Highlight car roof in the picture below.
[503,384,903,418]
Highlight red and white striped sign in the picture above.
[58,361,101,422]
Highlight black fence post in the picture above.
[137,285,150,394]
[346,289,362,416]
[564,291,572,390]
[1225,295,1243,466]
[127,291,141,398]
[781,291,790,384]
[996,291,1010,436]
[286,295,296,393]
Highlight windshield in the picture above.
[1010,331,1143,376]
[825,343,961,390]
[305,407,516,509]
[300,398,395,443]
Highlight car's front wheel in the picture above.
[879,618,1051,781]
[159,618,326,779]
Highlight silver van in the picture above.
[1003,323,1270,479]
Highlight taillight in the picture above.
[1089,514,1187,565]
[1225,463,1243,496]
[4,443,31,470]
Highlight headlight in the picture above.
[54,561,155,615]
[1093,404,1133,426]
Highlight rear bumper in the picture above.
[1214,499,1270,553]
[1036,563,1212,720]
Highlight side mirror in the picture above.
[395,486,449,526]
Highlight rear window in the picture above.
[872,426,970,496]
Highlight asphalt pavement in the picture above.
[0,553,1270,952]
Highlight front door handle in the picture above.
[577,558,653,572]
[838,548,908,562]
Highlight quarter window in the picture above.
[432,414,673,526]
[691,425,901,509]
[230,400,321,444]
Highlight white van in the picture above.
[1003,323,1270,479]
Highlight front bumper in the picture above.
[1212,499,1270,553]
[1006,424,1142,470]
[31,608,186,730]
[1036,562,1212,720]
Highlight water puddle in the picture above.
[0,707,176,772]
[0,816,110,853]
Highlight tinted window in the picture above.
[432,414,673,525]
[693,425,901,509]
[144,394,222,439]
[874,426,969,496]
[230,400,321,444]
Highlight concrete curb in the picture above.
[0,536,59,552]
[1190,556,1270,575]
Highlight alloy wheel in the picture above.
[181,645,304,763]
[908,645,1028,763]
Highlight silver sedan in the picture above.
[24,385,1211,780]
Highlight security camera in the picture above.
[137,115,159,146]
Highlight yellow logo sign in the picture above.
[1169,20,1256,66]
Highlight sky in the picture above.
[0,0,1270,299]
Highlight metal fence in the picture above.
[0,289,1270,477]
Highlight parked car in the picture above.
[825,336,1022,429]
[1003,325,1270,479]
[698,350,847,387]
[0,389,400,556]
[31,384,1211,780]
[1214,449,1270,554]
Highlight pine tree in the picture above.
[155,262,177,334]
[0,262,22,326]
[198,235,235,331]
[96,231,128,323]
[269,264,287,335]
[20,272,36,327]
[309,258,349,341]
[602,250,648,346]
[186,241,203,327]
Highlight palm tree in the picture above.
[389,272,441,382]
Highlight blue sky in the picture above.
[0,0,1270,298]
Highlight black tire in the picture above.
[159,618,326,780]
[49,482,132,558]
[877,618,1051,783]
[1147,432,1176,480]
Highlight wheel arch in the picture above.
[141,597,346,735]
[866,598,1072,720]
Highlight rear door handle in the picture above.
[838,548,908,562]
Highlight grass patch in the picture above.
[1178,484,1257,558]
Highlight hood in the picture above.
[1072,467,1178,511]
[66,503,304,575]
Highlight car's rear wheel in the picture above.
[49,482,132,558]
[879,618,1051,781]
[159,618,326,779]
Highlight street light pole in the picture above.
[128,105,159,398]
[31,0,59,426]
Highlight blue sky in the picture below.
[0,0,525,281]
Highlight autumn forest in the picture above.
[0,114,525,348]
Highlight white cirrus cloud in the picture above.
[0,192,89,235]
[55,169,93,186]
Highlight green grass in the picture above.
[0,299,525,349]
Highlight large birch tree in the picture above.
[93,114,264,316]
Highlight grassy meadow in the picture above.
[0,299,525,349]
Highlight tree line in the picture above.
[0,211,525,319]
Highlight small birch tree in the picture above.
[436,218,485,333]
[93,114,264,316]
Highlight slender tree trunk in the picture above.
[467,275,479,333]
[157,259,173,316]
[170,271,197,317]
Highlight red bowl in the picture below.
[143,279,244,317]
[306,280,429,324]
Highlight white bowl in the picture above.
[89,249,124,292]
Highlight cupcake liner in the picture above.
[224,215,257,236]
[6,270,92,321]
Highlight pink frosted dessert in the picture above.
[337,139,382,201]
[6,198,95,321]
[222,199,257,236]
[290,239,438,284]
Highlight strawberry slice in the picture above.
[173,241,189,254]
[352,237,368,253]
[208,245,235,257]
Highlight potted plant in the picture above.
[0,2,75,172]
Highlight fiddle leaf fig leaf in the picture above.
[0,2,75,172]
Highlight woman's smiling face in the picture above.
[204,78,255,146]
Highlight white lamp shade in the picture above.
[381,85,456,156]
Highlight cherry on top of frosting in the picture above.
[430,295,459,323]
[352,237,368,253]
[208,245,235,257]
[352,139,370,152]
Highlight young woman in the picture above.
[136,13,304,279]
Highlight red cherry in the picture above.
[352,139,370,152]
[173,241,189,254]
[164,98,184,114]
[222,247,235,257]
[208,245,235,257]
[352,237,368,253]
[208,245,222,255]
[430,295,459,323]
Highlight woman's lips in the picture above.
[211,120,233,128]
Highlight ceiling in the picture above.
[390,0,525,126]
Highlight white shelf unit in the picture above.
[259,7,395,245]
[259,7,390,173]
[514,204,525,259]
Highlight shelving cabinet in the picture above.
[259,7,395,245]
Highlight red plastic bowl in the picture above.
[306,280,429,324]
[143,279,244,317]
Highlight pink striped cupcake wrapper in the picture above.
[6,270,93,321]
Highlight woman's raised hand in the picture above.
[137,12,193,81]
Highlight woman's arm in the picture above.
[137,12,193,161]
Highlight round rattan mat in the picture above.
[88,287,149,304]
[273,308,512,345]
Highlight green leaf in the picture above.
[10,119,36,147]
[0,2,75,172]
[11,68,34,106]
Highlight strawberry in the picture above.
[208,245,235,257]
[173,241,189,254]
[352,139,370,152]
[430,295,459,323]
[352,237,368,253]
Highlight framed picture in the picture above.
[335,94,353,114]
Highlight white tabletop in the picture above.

Task goal - Please convert the records above, from the line containing "Highlight woman's lips in the picture above." through the line containing "[11,68,34,106]" (both included), into a JSON list of strings with one string per line and blank lines omitted.

Solved exercise -
[
  "Highlight woman's lips in the picture above.",
  "[211,120,233,128]",
  "Highlight ceiling in the picture above.",
  "[390,0,525,126]",
  "Highlight white shelf unit in the picture above.",
  "[259,7,395,245]",
  "[259,7,390,173]",
  "[514,204,525,259]",
  "Highlight shelving cabinet in the picture above.",
  "[259,7,395,245]",
  "Highlight red plastic bowl in the picture above.",
  "[306,280,429,324]",
  "[143,279,244,317]",
  "Highlight pink striped cupcake wrapper in the picture above.",
  "[6,270,93,321]",
  "Highlight woman's raised hand in the picture above.",
  "[137,12,193,81]",
  "Highlight woman's arm in the picture above.",
  "[137,12,193,161]",
  "Highlight round rattan mat in the picture above.",
  "[88,287,149,304]",
  "[273,308,512,345]",
  "Highlight green leaf in the picture above.",
  "[10,119,36,147]",
  "[0,2,75,172]",
  "[11,68,34,106]"
]